>> start RECORDS
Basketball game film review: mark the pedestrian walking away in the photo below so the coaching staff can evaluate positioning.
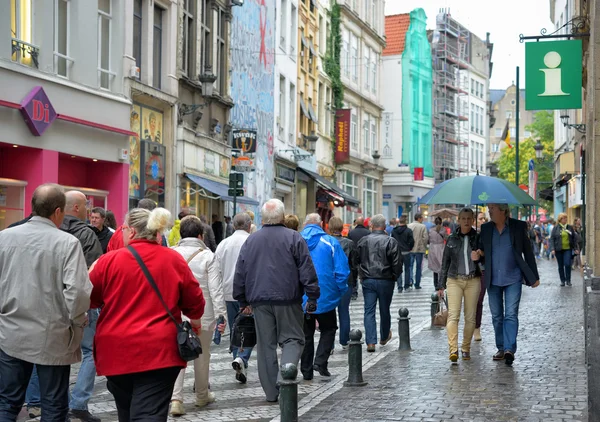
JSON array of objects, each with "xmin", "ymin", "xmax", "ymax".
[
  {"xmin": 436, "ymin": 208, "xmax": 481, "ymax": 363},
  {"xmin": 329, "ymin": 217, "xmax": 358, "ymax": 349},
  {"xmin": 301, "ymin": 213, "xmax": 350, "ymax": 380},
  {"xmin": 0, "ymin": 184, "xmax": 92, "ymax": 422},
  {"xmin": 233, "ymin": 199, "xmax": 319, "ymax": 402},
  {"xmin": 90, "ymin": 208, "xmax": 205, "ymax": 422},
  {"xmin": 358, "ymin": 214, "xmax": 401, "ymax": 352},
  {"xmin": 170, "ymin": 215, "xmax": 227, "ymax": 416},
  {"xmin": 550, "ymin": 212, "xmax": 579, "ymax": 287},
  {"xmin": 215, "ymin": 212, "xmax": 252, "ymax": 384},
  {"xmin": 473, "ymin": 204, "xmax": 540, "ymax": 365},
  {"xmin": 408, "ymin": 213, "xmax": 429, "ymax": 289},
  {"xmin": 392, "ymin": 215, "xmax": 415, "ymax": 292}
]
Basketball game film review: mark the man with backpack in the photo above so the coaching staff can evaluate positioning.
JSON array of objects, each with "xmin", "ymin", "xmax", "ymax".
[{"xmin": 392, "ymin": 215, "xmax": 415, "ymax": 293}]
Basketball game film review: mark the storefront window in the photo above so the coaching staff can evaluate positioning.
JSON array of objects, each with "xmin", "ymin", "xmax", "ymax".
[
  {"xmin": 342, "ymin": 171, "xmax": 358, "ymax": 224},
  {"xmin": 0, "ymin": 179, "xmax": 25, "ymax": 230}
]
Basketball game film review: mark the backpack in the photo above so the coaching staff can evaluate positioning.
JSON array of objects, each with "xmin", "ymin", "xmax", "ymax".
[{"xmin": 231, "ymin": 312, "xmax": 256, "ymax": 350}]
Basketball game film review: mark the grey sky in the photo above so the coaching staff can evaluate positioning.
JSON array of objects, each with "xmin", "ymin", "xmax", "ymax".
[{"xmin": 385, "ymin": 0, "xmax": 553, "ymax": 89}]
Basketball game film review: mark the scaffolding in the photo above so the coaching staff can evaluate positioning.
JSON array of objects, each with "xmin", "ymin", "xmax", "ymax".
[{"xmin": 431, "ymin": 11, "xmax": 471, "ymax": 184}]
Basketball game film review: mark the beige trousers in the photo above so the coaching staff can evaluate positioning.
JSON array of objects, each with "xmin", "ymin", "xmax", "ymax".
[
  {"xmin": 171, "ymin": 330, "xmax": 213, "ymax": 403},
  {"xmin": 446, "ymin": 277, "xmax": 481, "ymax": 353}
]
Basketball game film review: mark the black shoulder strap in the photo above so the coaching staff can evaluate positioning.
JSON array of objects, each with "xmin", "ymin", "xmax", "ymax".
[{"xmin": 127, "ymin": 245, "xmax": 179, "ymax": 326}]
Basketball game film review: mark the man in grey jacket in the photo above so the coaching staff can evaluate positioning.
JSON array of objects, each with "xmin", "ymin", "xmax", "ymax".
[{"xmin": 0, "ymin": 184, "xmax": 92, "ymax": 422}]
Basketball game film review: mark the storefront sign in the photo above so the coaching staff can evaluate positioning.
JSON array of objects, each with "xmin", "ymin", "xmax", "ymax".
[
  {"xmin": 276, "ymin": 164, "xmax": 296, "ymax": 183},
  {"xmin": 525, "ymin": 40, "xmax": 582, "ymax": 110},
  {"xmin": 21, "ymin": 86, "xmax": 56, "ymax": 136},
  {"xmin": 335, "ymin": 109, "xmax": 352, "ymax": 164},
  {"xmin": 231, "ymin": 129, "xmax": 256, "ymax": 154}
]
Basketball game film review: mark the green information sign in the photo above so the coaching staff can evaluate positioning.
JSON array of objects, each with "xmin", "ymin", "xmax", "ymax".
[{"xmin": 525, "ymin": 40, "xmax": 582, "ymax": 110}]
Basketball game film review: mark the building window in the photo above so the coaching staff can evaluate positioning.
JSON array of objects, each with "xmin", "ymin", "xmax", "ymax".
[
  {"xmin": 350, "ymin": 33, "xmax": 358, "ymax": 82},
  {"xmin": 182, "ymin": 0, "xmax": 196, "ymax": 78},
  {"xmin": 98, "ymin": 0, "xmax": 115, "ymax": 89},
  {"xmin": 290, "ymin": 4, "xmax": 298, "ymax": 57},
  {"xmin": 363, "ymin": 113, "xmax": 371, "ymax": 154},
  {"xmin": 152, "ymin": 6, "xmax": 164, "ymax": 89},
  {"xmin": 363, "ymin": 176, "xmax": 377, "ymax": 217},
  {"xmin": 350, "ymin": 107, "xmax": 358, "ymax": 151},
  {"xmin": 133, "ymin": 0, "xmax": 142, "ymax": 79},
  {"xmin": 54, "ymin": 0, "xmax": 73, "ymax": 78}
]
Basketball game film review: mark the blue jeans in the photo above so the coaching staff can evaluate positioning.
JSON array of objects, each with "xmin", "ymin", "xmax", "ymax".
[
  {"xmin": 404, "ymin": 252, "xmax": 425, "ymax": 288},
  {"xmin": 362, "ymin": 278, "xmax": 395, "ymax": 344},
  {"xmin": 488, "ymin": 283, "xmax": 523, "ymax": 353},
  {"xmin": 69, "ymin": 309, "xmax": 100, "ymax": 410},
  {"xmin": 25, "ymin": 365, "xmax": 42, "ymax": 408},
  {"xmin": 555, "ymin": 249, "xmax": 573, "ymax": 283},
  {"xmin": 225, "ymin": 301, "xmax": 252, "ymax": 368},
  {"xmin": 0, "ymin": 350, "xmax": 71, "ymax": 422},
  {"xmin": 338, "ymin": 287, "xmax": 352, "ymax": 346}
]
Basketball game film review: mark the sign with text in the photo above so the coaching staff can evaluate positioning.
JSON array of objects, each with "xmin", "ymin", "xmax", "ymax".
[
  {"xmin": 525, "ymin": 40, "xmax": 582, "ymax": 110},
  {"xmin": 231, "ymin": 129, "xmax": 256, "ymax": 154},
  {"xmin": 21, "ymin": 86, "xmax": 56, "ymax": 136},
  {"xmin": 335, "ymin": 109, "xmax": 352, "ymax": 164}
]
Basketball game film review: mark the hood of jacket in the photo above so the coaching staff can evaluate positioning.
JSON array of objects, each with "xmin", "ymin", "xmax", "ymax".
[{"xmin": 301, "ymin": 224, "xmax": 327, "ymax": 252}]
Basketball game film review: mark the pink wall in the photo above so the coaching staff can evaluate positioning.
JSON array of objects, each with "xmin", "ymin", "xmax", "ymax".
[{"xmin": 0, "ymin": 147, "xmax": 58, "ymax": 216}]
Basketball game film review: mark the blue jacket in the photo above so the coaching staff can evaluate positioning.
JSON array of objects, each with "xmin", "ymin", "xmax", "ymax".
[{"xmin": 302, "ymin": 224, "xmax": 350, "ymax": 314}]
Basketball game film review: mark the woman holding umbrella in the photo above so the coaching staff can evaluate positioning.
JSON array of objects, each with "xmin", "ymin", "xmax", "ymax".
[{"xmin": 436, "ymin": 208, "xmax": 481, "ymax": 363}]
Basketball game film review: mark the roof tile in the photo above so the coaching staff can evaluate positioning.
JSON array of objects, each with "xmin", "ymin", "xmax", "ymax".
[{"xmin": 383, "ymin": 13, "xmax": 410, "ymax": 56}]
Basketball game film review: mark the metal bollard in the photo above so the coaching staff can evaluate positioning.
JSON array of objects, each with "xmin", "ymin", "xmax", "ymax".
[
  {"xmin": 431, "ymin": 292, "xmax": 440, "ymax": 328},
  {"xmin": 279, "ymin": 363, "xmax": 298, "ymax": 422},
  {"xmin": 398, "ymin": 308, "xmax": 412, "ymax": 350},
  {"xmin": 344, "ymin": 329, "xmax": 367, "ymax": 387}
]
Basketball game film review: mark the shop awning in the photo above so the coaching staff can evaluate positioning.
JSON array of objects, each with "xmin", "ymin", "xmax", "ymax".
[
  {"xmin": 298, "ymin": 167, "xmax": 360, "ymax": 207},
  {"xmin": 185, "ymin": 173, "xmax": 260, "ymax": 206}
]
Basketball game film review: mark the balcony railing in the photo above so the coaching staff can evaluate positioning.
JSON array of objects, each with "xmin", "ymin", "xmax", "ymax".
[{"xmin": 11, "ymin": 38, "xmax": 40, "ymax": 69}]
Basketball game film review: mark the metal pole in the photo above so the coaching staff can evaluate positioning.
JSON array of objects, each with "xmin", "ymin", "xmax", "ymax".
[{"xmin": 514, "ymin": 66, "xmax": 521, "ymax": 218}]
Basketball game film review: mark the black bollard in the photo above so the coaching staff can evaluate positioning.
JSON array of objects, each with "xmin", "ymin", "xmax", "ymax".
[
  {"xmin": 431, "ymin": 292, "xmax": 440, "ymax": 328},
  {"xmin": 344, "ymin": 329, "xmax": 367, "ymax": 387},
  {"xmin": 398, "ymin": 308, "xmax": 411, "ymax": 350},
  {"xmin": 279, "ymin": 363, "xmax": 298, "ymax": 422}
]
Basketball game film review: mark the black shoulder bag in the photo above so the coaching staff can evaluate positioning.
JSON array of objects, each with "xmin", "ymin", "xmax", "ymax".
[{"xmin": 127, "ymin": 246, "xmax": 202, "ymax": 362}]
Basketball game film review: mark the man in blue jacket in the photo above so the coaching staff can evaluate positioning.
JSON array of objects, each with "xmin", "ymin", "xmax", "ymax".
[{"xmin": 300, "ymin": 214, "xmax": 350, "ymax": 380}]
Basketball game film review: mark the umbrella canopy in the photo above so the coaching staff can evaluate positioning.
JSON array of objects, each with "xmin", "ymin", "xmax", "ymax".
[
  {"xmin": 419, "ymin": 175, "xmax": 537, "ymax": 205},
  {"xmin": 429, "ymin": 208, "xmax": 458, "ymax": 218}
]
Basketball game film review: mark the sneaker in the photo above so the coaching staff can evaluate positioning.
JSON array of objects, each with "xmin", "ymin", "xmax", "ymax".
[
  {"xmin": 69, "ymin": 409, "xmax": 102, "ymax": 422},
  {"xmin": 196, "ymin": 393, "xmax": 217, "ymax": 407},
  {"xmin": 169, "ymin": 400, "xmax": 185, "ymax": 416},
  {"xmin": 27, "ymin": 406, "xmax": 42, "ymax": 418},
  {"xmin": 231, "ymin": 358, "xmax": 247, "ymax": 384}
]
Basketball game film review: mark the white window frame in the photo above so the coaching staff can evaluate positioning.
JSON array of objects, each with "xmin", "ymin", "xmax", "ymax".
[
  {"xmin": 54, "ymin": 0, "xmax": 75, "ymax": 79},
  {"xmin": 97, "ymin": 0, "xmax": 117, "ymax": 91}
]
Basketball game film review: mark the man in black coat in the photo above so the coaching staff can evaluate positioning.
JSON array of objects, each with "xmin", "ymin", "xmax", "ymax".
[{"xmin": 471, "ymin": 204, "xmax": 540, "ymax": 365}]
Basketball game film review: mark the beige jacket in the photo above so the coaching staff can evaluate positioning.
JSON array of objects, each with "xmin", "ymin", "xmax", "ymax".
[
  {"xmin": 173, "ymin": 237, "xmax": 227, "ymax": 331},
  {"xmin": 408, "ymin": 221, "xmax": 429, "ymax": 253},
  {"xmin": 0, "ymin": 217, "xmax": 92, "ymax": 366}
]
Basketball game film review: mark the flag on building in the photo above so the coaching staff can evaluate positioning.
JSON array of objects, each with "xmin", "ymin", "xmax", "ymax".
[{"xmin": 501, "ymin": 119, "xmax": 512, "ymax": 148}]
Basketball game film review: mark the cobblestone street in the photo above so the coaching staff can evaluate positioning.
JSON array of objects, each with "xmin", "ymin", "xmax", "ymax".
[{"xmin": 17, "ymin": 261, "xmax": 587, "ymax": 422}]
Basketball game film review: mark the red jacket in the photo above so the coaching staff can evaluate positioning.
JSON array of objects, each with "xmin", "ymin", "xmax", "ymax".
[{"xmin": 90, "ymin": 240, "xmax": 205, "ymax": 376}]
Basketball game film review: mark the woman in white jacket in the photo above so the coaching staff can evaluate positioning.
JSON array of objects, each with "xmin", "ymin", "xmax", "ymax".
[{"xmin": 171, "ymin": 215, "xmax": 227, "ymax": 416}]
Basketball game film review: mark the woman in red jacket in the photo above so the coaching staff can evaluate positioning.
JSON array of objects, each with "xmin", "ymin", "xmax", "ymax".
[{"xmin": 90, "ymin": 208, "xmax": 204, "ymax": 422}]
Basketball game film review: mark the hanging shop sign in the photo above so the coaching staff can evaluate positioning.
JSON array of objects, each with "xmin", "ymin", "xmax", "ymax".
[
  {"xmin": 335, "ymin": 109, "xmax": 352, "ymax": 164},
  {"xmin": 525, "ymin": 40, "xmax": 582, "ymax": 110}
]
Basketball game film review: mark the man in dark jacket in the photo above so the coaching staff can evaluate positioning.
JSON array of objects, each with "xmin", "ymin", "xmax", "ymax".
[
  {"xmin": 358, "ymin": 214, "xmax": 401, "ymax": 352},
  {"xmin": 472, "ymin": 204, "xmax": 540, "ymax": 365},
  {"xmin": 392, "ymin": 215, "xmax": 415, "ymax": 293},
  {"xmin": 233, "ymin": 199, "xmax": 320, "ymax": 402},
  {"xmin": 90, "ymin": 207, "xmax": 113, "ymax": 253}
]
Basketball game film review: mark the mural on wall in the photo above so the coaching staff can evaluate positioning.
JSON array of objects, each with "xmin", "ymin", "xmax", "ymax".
>> end RECORDS
# WRITTEN PROBLEM
Put every line from the one containing "Basketball game film review: mark the man in dark" down to the end of the listing above into a JSON list of strings, one string per line, leaving out blank lines.

# RESPONSE TO THIS TASK
[
  "Basketball game film review: mark the man in dark jacket in the photo above so the coaching staff can evaluate positioning.",
  "JSON array of objects, each with \"xmin\", \"ymin\", \"xmax\", \"ymax\".",
  "[",
  "  {\"xmin\": 358, \"ymin\": 214, \"xmax\": 401, \"ymax\": 352},",
  "  {\"xmin\": 472, \"ymin\": 204, \"xmax\": 540, \"ymax\": 365},",
  "  {\"xmin\": 392, \"ymin\": 215, \"xmax\": 415, \"ymax\": 293},",
  "  {\"xmin\": 233, \"ymin\": 199, \"xmax\": 320, \"ymax\": 402},",
  "  {\"xmin\": 90, \"ymin\": 207, \"xmax\": 113, \"ymax\": 253}",
  "]",
  "Basketball game film review: mark the mural on wall in the photo above so the coaching staff can evaluate positioning.",
  "JSON array of objects, each with \"xmin\", \"ymin\", \"xmax\", \"ymax\"."
]